Monday, January 26, 2009

Fast, but not quick

I haven't eaten today, and I'm hungry. When I'm hungry, I get sluggish. When I'm sluggish, I get moody. When I'm moody, I get mean. And the shin bone's connected to the knee bone.
M is still on math. He's invested several hours in it. A bit of focus would go far in that young man's scholastic endeavors.
D has been bored for hours.
I'm still in PJs.
All in all, it's not bad as days go. It could be worse. It will be worse, if I don't generate more hours at the grindstone.
Lacrosse starts soon. It's a season unto itself around my house. I love the sport, and I love that the boys are so into it.
Right now D is in Basketball. He's the team captain, and he's so cool. Saturday was his first game. His team won 24-4. My kid scored 14 points. Who's a proud mom?
I am kind of a bookworm, yet I'm raising a couple meat heads. How is that possible? They're jocks. Athletes. Hotshots.

Someone should shower soon. By 'someone' I mean me. I talked my man into a date this evening, so I need to clean up a bit. I don't go out in public without makeup so much anymore. My man is a handsome one, and he takes tremendous care with his appearance. I have gotten sloppy over the years, and I'd be very embarrassed to run into him looking all frumpy.
For years, no one cared if I had hairy legs. No one cared if my hair had been in a ponytail for a month straight. No one noticed if I was hideously ugly, because no one looked very close.
Now, there's someone I want to make proud. Isn't that a twist? I remembered that I used to enjoy dressing up, doing my nails, and smelling fresh. Now, I'm back to it, and it's very much fun. Maybe I'll write a fashion blog about classic couture on a thrift store budget. What do you think? Would anyone read it?
It would be a great excuse for shopping more.

Sunny Monday morning

I had a party yesterday which involved food and wine and free stuff. Totally fun. The rules were that each participant needed to bring stuff they wanted to get rid of, plus a bottle of wine and food to share. Then, we shopped each other's stuff for free. This is Patsy's bright idea, and we do it every couple of years. You should try it. I got books, clothes, perfume, lacy doilies, and make up.
I love to entertain, but have done so little of it in recent years. It was pleasant, indeed, to have a room full of friends for the afternoon. Girlfriends are a bit of a luxury these days. It's increasingly difficult to invest in them. Partly, this is due to my romantic relationship, and partly, it's due to my schedule. I was reminded yesterday, that some friends will be there for years, despite the fluctuations of life.

-=-=-=-=-

The task:
Continue the blog post above, about family life and a swap party with friends, from where it stops. The data that follows comes from a separate source.

-=-=-=-=-

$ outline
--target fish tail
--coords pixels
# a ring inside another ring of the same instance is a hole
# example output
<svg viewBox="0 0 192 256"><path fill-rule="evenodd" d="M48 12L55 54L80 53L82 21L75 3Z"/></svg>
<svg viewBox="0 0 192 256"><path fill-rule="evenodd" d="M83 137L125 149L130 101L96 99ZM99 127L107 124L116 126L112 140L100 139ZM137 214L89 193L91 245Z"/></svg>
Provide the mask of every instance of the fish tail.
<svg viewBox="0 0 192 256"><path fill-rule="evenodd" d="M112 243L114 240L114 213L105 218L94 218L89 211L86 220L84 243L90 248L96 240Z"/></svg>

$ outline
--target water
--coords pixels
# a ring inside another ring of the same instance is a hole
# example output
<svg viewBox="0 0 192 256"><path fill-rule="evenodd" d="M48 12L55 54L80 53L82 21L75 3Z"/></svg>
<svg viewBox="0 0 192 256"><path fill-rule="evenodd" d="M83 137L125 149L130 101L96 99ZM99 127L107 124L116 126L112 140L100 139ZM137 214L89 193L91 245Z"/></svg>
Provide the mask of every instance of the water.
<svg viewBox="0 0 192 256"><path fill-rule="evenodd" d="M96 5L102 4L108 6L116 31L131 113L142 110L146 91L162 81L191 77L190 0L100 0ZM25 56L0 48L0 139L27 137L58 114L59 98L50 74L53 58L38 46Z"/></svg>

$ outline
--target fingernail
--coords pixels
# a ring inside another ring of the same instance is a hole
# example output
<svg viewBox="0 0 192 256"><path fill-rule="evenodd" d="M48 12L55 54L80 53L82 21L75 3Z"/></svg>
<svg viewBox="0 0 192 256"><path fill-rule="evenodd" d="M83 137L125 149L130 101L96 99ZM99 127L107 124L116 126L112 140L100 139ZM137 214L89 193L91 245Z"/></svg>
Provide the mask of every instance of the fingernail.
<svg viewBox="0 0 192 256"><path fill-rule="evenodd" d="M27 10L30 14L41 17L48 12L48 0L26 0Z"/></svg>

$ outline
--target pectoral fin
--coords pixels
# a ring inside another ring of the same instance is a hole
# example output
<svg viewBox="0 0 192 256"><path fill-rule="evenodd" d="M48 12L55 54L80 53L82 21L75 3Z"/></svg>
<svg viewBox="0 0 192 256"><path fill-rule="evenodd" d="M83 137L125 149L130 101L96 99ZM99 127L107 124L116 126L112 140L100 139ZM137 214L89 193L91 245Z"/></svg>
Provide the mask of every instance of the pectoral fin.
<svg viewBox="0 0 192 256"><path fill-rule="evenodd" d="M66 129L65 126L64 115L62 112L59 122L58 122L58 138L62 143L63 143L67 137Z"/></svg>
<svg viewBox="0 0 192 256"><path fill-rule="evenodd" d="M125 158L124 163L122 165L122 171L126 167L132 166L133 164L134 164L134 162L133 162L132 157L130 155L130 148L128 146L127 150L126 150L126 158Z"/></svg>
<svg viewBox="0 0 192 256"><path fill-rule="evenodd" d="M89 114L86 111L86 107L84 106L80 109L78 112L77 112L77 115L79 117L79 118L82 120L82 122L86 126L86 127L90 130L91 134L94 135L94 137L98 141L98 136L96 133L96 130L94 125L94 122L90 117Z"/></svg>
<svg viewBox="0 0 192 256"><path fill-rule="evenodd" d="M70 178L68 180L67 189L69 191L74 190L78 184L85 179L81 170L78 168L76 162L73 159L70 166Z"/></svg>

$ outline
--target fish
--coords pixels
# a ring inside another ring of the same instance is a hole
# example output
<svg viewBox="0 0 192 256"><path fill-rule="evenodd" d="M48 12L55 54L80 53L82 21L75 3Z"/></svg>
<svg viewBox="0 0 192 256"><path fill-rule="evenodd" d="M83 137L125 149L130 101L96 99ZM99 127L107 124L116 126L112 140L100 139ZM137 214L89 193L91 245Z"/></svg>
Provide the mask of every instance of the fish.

-=-=-=-=-

Exercise answer:
In other news, I discovered that my eldest son has Levis that fit me. I stole them before church yesterday. I may never give them back. They look different on me than they look on him. He looks gangster when he wears them. I look a bit squeezed in. But they work, and they've expanded my blue-jeans options.

My house is silent, and I am not rushing off to work this morning. This makes me loathe to wake my children for the schoolday. However, we really need to get going with that pretty soon. I am torn, as usual, between my desire to be home, and my real need to work.
Tim and I were discussing our mutual desire for peace and tranquility in our respective homes. We were using different imagery to express our perspective on the matter. I think of home as a calm harbor, a shelter from the storms of life. He thinks of it as a walled fortress, keeping the world out. He chuckled, as we were discussing this, and wryly commented that between the two of us, "We've got 'em by land or by sea."
Unfortunately, that tranquility I love gets seriously impared when I am stressed about a lack of money.
Just this week, we had a reminder that God always provides. We had been skiing on Friday, and D's shoes got stolen. I was worried about the expense of replacing them. We stopped at the store on the way home and bought shoes anyway, because it had to be done. M commented that God always provides, and that I should not worry. When we got home, I grabbed the mail and found a gift of 100$. It included a note saying that "God is Always Faithful." Indeed, He is.

Well, then....the day is beginning without me.
I must away!

Wednesday, January 21, 2009

Just checking in

What blog?

I sat next to Celise tonight at church. I was there because Tom is teaching and Tom is the best teacher in the universe. Next to Jesus. Only, sometimes I have a hard time understanding Jesus, and I am alsways pretty clear on what Tom is saying.
Celise is, like me, a deranged single mom who likes to torment herself by home educating her children.
Love her.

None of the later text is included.